Exercise instructions
Return each line of the records that contains the string "oven", matching case exactly.

Start of Dataset entries

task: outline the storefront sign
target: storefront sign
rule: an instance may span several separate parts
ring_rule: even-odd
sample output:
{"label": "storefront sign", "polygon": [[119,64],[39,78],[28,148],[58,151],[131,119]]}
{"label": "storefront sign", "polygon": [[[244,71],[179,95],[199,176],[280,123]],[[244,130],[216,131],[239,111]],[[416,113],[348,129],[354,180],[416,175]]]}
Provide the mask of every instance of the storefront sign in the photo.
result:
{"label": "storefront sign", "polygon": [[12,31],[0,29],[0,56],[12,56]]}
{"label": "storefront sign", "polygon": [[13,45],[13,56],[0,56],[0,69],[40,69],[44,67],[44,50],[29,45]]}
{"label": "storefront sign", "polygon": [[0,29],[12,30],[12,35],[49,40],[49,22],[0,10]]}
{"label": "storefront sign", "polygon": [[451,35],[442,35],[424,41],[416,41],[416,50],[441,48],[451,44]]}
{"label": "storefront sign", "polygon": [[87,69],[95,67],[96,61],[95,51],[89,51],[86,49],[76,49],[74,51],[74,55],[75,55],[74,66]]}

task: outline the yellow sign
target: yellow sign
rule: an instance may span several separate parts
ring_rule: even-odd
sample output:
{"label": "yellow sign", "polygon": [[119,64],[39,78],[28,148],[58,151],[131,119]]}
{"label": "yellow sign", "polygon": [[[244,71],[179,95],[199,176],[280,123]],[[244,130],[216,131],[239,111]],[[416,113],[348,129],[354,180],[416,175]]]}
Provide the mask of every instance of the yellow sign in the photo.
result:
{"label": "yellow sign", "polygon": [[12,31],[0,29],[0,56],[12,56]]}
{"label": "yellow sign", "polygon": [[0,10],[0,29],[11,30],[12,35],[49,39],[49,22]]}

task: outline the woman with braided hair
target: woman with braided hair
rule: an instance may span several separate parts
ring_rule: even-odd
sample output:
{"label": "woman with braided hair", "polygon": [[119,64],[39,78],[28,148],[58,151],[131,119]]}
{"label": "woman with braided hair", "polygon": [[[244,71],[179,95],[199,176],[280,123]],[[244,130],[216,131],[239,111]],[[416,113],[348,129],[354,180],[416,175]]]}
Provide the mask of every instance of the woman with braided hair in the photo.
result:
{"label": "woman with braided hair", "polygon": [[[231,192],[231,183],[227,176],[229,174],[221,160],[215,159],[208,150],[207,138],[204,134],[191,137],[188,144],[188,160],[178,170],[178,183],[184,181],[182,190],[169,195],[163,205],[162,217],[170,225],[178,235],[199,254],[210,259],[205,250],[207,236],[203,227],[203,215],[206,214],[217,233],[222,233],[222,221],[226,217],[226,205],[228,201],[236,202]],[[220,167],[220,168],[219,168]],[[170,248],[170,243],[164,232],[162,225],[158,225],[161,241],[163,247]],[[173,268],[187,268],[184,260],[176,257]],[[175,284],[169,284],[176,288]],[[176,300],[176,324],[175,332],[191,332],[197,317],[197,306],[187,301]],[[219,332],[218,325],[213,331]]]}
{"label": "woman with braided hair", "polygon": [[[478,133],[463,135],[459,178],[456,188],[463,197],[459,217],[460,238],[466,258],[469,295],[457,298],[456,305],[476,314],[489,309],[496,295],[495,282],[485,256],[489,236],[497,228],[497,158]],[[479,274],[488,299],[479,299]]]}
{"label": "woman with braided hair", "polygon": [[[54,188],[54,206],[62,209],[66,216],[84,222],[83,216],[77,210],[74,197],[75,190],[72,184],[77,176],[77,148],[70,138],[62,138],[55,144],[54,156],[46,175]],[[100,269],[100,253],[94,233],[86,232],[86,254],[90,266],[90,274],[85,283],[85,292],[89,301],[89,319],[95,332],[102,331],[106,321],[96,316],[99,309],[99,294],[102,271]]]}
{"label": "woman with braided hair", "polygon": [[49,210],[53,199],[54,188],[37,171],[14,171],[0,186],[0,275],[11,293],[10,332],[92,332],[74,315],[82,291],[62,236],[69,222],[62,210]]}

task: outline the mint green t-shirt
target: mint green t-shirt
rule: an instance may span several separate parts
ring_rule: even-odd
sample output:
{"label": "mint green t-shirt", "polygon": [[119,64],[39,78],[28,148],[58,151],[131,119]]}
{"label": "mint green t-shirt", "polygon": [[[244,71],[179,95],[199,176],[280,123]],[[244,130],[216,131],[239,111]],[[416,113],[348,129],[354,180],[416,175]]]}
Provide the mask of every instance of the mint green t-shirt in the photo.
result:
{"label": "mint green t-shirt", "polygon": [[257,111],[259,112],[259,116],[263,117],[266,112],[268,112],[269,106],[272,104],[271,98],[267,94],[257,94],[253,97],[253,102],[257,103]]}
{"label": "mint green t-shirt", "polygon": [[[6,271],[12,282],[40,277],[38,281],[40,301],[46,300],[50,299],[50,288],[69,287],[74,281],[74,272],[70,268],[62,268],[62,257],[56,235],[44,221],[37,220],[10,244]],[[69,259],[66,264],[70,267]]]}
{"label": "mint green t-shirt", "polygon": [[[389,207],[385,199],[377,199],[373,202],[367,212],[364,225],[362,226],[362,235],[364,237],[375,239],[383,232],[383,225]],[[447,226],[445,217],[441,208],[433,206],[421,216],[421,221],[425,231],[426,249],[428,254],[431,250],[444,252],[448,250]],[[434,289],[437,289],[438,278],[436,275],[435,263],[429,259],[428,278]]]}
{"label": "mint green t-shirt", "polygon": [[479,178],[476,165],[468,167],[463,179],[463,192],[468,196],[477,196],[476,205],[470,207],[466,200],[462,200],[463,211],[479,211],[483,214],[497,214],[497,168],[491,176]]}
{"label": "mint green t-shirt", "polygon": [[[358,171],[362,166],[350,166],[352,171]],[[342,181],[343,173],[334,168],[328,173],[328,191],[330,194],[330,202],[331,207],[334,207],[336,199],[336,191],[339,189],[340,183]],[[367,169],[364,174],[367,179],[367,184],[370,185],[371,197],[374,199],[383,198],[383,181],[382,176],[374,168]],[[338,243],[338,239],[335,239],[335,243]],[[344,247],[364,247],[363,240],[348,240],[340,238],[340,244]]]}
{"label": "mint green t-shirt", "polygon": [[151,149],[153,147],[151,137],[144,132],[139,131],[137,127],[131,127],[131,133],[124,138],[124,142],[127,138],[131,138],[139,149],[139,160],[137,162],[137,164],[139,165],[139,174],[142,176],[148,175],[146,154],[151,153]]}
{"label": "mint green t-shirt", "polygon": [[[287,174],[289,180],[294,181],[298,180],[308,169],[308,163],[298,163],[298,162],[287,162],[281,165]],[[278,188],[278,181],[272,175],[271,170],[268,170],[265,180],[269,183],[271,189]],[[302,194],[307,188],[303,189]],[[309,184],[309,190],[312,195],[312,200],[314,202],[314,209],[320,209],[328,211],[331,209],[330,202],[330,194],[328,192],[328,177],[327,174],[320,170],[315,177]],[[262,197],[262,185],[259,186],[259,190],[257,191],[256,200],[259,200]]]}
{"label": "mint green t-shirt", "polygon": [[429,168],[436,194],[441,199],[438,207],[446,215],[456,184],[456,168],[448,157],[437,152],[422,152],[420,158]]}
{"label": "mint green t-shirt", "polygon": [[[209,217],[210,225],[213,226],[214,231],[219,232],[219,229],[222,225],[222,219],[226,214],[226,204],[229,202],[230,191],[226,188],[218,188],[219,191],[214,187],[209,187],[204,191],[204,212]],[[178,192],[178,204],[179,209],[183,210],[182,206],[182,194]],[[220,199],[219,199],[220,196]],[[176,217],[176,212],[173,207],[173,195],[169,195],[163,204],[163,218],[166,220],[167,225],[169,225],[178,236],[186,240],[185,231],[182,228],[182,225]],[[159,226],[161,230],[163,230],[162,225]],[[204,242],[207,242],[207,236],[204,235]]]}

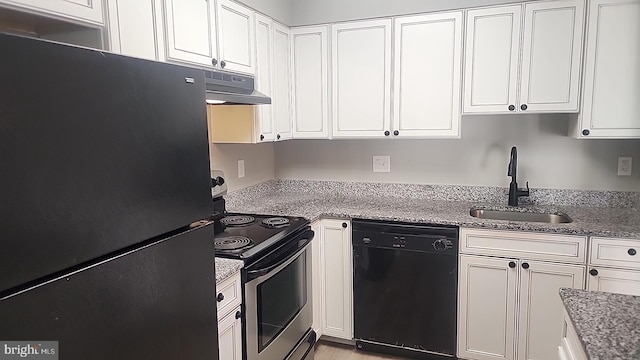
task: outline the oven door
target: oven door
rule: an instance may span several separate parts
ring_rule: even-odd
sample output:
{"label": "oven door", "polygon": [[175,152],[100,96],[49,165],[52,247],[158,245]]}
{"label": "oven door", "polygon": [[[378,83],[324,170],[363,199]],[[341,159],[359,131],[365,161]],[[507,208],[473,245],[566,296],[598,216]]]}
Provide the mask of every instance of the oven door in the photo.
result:
{"label": "oven door", "polygon": [[311,328],[313,231],[246,268],[247,360],[284,359]]}

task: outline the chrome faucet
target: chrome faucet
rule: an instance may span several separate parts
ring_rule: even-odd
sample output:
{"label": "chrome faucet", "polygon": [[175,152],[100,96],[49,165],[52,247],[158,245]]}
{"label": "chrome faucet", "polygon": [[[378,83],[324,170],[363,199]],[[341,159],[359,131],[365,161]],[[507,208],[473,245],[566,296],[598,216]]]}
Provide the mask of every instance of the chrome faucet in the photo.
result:
{"label": "chrome faucet", "polygon": [[511,148],[511,157],[509,159],[509,169],[507,176],[511,176],[509,184],[509,206],[518,206],[518,198],[520,196],[529,196],[529,182],[527,181],[527,189],[518,189],[518,180],[516,179],[518,172],[518,149],[514,146]]}

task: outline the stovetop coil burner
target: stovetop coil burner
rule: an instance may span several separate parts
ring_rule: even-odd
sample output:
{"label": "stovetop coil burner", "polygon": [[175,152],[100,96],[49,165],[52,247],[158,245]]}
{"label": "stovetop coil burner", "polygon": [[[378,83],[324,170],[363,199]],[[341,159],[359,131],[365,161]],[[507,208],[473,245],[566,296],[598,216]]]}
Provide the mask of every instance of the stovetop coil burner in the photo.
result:
{"label": "stovetop coil burner", "polygon": [[262,220],[262,225],[268,228],[281,228],[289,226],[289,219],[283,217],[272,217]]}
{"label": "stovetop coil burner", "polygon": [[233,215],[233,216],[227,216],[223,218],[222,220],[220,220],[220,222],[222,223],[222,225],[225,225],[225,226],[243,226],[243,225],[249,225],[253,223],[255,220],[256,219],[253,216]]}
{"label": "stovetop coil burner", "polygon": [[215,239],[216,250],[238,250],[252,245],[251,239],[246,236],[226,236]]}

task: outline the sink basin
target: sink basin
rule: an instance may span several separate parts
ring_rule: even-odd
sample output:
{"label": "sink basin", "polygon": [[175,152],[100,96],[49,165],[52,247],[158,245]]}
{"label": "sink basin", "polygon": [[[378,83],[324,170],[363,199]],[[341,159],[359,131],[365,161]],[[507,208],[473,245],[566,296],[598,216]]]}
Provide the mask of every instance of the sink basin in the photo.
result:
{"label": "sink basin", "polygon": [[516,211],[478,210],[478,209],[471,209],[469,214],[479,219],[530,221],[530,222],[543,222],[547,224],[566,224],[573,221],[568,215],[565,215],[565,214],[545,214],[545,213],[528,213],[528,212],[516,212]]}

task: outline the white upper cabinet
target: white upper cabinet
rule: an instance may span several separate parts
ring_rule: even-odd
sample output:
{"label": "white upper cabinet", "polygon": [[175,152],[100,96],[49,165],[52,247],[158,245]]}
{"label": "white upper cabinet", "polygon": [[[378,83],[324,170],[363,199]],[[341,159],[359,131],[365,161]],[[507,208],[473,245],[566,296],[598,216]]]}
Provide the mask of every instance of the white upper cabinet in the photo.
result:
{"label": "white upper cabinet", "polygon": [[394,136],[460,136],[462,15],[395,19]]}
{"label": "white upper cabinet", "polygon": [[577,112],[584,11],[584,0],[470,10],[464,112]]}
{"label": "white upper cabinet", "polygon": [[111,51],[164,60],[161,0],[109,0],[107,4]]}
{"label": "white upper cabinet", "polygon": [[167,59],[218,64],[216,6],[213,0],[164,0]]}
{"label": "white upper cabinet", "polygon": [[289,28],[273,23],[273,106],[276,140],[291,139],[293,128],[291,124],[291,71],[290,71],[290,43]]}
{"label": "white upper cabinet", "polygon": [[102,16],[102,0],[0,0],[0,4],[97,25],[103,25],[105,22]]}
{"label": "white upper cabinet", "polygon": [[389,136],[391,20],[332,25],[331,48],[333,137]]}
{"label": "white upper cabinet", "polygon": [[524,10],[520,110],[577,112],[584,2],[528,3]]}
{"label": "white upper cabinet", "polygon": [[328,31],[326,26],[291,30],[293,137],[329,137]]}
{"label": "white upper cabinet", "polygon": [[253,11],[229,0],[217,0],[217,4],[220,67],[254,74],[256,65]]}
{"label": "white upper cabinet", "polygon": [[467,13],[465,113],[515,111],[521,11],[514,5]]}
{"label": "white upper cabinet", "polygon": [[[272,67],[272,29],[273,21],[263,15],[256,14],[256,89],[271,97],[273,93]],[[273,100],[273,99],[272,99]],[[259,122],[258,141],[273,141],[273,106],[259,105],[256,112]]]}
{"label": "white upper cabinet", "polygon": [[640,1],[592,0],[576,135],[639,138]]}

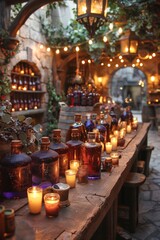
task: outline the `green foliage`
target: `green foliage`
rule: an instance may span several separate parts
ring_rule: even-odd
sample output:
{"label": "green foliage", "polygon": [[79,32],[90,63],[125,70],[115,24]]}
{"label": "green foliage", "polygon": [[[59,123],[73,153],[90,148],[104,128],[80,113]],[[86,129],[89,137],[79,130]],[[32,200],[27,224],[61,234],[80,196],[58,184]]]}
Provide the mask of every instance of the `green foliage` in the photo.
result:
{"label": "green foliage", "polygon": [[62,100],[62,97],[57,95],[56,90],[50,81],[47,83],[47,92],[47,126],[44,134],[50,135],[52,133],[52,130],[58,127],[58,118],[60,111],[59,102]]}

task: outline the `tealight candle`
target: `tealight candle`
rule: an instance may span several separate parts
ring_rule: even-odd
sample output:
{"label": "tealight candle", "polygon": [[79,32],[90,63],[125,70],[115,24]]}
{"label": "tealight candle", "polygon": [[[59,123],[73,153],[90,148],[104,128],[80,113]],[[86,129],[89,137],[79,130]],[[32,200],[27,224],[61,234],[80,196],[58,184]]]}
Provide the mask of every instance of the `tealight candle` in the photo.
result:
{"label": "tealight candle", "polygon": [[106,153],[110,154],[112,152],[111,142],[106,142]]}
{"label": "tealight candle", "polygon": [[70,160],[70,169],[78,171],[79,165],[80,165],[79,160],[76,160],[76,159]]}
{"label": "tealight candle", "polygon": [[111,138],[112,150],[117,150],[117,137]]}
{"label": "tealight candle", "polygon": [[132,131],[132,127],[130,124],[127,125],[127,133],[131,133]]}
{"label": "tealight candle", "polygon": [[58,193],[44,195],[44,207],[47,217],[57,217],[60,209],[60,196]]}
{"label": "tealight candle", "polygon": [[40,187],[29,187],[27,189],[29,211],[32,214],[38,214],[42,208],[42,193],[43,190]]}
{"label": "tealight candle", "polygon": [[71,188],[74,188],[76,186],[76,174],[77,174],[77,172],[72,169],[68,169],[65,171],[66,183]]}
{"label": "tealight candle", "polygon": [[117,152],[111,153],[112,165],[116,167],[119,165],[119,154]]}

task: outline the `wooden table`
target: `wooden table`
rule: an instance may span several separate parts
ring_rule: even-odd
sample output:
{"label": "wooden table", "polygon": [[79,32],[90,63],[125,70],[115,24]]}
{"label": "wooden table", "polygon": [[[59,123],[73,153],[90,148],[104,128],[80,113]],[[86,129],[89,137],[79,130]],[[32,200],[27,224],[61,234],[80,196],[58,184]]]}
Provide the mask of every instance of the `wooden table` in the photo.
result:
{"label": "wooden table", "polygon": [[147,145],[149,127],[150,123],[141,124],[137,132],[127,135],[125,148],[119,149],[119,167],[114,168],[111,174],[102,172],[100,180],[90,180],[86,185],[77,183],[76,188],[70,189],[70,206],[62,208],[57,218],[47,218],[44,206],[41,214],[29,214],[27,199],[2,202],[16,212],[16,233],[11,239],[114,240],[118,193],[141,147]]}

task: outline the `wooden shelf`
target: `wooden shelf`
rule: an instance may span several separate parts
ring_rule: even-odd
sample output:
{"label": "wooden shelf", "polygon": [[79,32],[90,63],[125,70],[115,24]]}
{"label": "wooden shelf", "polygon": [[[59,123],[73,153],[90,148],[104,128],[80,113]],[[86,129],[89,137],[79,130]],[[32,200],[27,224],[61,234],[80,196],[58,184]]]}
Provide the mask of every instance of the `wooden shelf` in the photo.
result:
{"label": "wooden shelf", "polygon": [[45,109],[40,108],[40,109],[31,109],[31,110],[26,110],[26,111],[16,111],[12,112],[12,116],[16,117],[19,115],[35,115],[35,114],[42,114],[45,112]]}

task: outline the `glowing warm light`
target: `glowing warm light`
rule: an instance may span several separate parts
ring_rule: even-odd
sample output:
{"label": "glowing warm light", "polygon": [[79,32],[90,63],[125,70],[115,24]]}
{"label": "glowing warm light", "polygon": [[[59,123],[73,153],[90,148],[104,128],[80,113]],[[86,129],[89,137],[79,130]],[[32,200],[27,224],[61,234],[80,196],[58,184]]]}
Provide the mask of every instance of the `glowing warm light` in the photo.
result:
{"label": "glowing warm light", "polygon": [[109,29],[110,29],[110,30],[113,30],[113,23],[110,23],[110,24],[109,24]]}
{"label": "glowing warm light", "polygon": [[104,36],[104,37],[103,37],[103,42],[107,42],[107,41],[108,41],[107,37]]}
{"label": "glowing warm light", "polygon": [[92,44],[93,44],[92,39],[89,39],[88,43],[89,43],[90,45],[92,45]]}
{"label": "glowing warm light", "polygon": [[121,34],[122,32],[123,32],[123,29],[120,27],[120,28],[118,29],[118,33]]}
{"label": "glowing warm light", "polygon": [[77,46],[77,47],[76,47],[76,52],[79,52],[79,50],[80,50],[80,48]]}
{"label": "glowing warm light", "polygon": [[67,52],[68,51],[68,47],[64,47],[64,51]]}
{"label": "glowing warm light", "polygon": [[40,49],[43,49],[43,48],[44,48],[43,44],[40,44],[40,45],[39,45],[39,48],[40,48]]}
{"label": "glowing warm light", "polygon": [[56,49],[56,54],[60,54],[60,50],[59,49]]}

End of Dataset entries

Output for this exercise
task: outline the oven door
target: oven door
{"label": "oven door", "polygon": [[175,152],[100,96],[49,165],[52,247],[158,245]]}
{"label": "oven door", "polygon": [[[378,83],[324,170],[363,199]],[[341,159],[359,131],[365,161]],[[507,208],[473,245],[566,296],[598,216]]]}
Provide the mask of every instance of the oven door in the photo.
{"label": "oven door", "polygon": [[311,328],[313,231],[246,268],[247,360],[284,359]]}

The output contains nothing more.